§ WHAT YOU SHOULD DO
Every line in the entries where "story" is found should be copied.

§ STORED DATA
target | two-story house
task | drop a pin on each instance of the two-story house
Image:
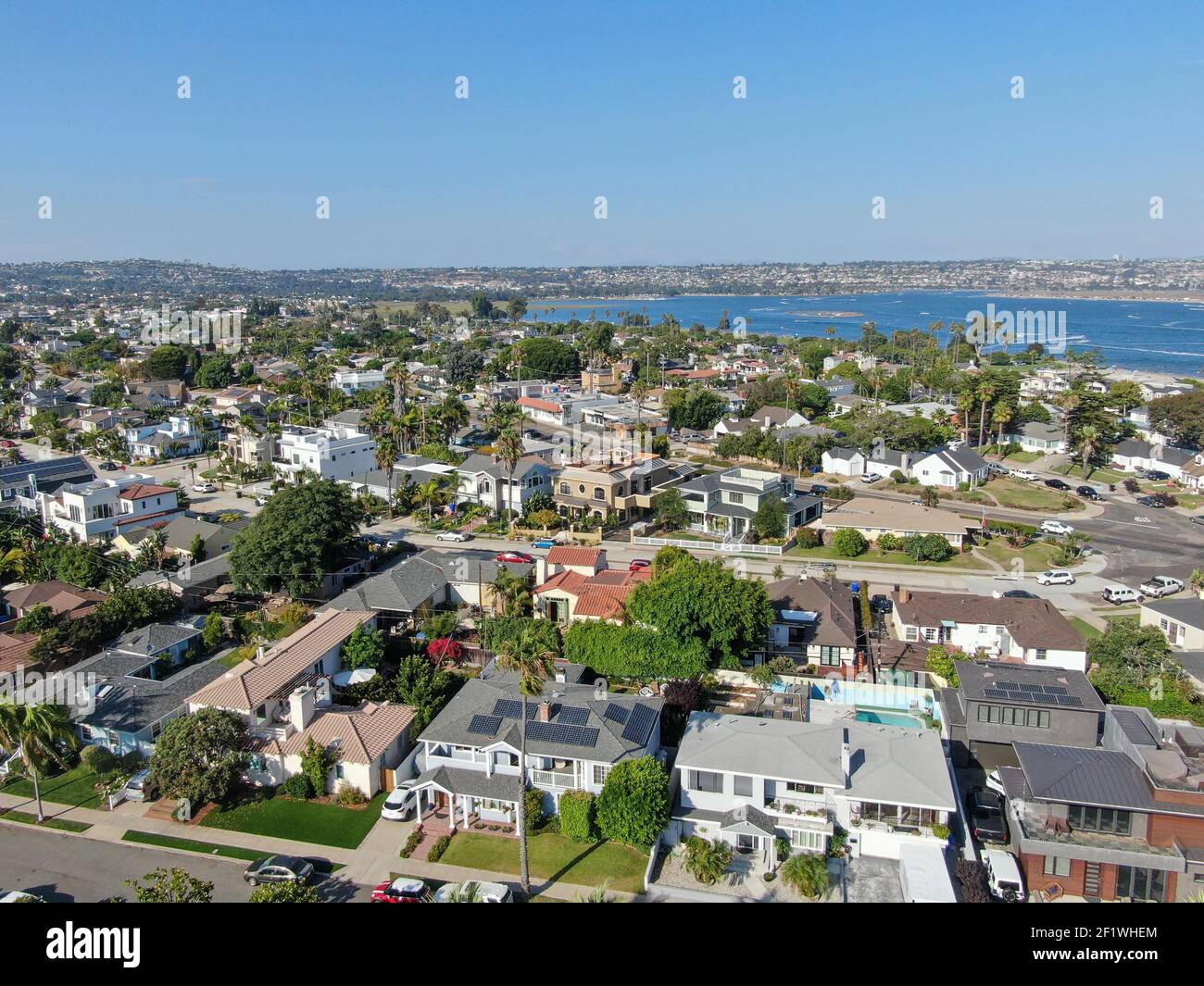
(997, 628)
(750, 780)
(576, 733)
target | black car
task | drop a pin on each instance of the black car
(278, 869)
(987, 821)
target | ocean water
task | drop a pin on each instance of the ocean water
(1162, 336)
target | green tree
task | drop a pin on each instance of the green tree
(633, 806)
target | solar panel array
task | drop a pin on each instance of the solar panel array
(558, 732)
(485, 725)
(639, 725)
(617, 713)
(1036, 694)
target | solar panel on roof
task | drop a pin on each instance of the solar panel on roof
(485, 725)
(573, 716)
(639, 725)
(617, 713)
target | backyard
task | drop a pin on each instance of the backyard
(261, 813)
(553, 857)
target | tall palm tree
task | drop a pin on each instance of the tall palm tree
(526, 656)
(509, 450)
(40, 732)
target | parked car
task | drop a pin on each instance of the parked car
(1056, 528)
(1160, 585)
(401, 803)
(278, 869)
(140, 788)
(476, 891)
(401, 891)
(1003, 877)
(986, 818)
(1121, 593)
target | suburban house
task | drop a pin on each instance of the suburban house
(874, 518)
(101, 508)
(1123, 821)
(996, 705)
(998, 628)
(624, 486)
(284, 697)
(725, 502)
(330, 453)
(814, 622)
(1181, 620)
(488, 481)
(750, 780)
(950, 468)
(469, 756)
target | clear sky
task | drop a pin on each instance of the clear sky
(569, 101)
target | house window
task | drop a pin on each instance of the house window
(1056, 867)
(706, 780)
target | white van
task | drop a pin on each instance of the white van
(1121, 593)
(1003, 876)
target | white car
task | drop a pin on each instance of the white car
(1056, 528)
(1160, 585)
(477, 891)
(1003, 876)
(401, 802)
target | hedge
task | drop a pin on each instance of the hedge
(633, 652)
(577, 817)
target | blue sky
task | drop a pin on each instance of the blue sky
(570, 101)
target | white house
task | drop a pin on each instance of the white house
(1000, 628)
(749, 781)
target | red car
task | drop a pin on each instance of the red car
(401, 891)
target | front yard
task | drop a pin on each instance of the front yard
(553, 857)
(264, 814)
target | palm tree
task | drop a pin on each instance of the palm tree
(509, 450)
(526, 656)
(39, 732)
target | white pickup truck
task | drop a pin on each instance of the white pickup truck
(1160, 585)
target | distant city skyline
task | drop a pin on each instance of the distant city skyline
(911, 107)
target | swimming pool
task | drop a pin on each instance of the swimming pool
(884, 718)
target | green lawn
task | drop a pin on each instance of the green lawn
(73, 788)
(553, 857)
(304, 820)
(29, 818)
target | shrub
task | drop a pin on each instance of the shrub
(348, 794)
(577, 817)
(297, 786)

§ ANSWER TO THE EXERCISE
target | two-story house
task | drop a pin on each instance of the two-story house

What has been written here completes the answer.